As soon as the line containing "Where can the eyeglasses" appears in the material below, start returning lines exactly, and end with the line containing "Where can the black graduation".

* Listed entries
....
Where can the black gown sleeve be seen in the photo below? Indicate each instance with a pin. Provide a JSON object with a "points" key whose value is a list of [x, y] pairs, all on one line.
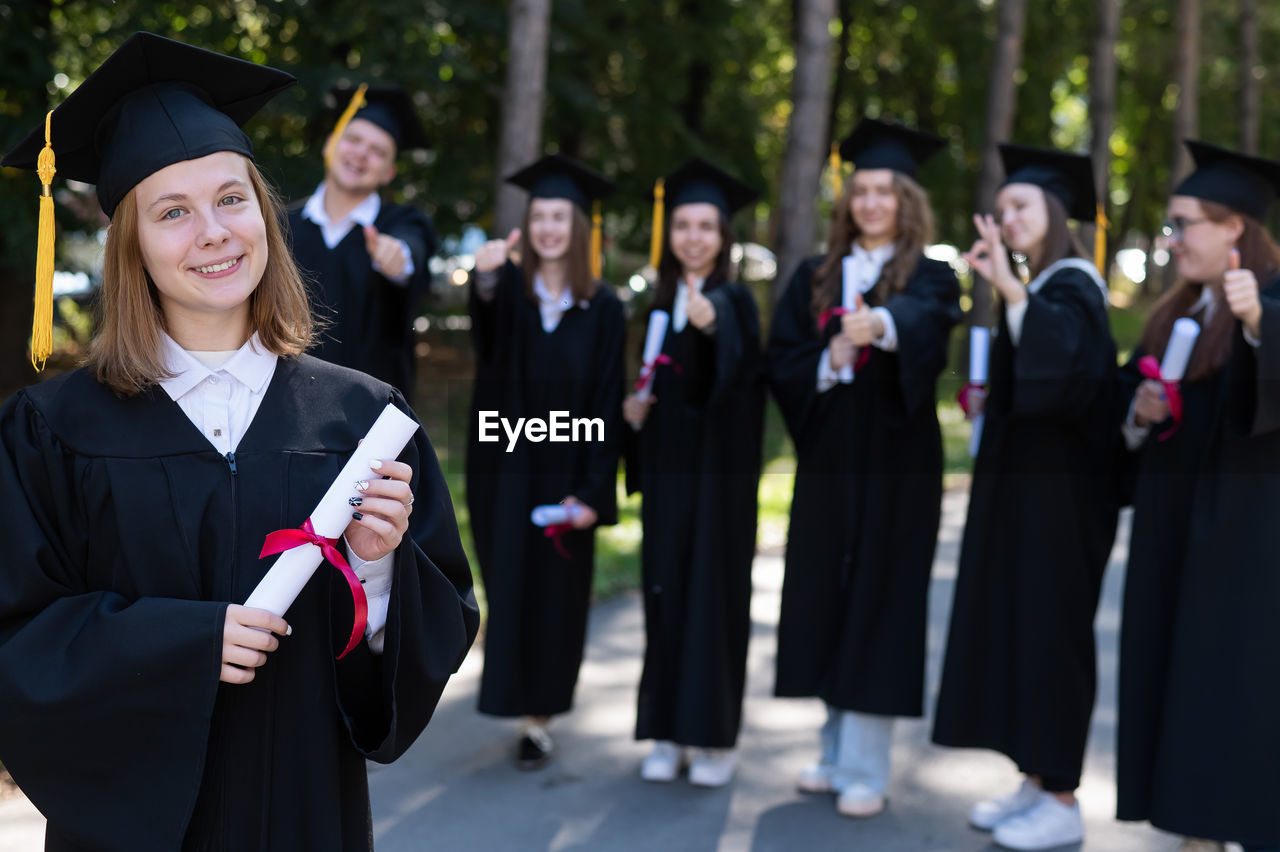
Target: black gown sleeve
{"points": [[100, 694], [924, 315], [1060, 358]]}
....
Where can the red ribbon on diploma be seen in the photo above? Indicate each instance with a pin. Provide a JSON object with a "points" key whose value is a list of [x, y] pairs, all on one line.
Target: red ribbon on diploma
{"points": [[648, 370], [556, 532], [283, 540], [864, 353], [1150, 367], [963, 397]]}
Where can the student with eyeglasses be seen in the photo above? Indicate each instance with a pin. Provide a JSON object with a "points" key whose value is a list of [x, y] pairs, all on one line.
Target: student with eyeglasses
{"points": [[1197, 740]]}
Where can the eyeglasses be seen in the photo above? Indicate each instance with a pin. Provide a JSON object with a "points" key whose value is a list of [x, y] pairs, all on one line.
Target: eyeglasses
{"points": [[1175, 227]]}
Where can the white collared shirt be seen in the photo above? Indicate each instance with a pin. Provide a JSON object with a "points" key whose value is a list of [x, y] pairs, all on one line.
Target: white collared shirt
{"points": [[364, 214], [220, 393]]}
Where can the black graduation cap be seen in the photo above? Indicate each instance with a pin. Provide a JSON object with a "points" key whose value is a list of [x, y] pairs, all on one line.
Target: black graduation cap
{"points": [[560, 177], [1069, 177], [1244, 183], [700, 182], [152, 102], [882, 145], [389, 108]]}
....
* Expected answer
Where can the eyeglasses be seen in the photo above? Indicate each instance with a pin. Provide a JSON object with a "points" key whose value is a list of [x, y] pairs, all on one line.
Target: eyeglasses
{"points": [[1175, 227]]}
Where can the white collared shirt be seen in the photo above? Indicate each instance with a pin. Provide a JSON object with a "points" key whose value is a list of [x, y] pairs, all on one line.
Target: white collared shirt
{"points": [[364, 214], [220, 393]]}
Where can the black graduation cap be seen in the photo above? Indicate each instance with a pin. Provide a JSON object with a "points" key whose value is a list of [x, y] pairs, all on one line.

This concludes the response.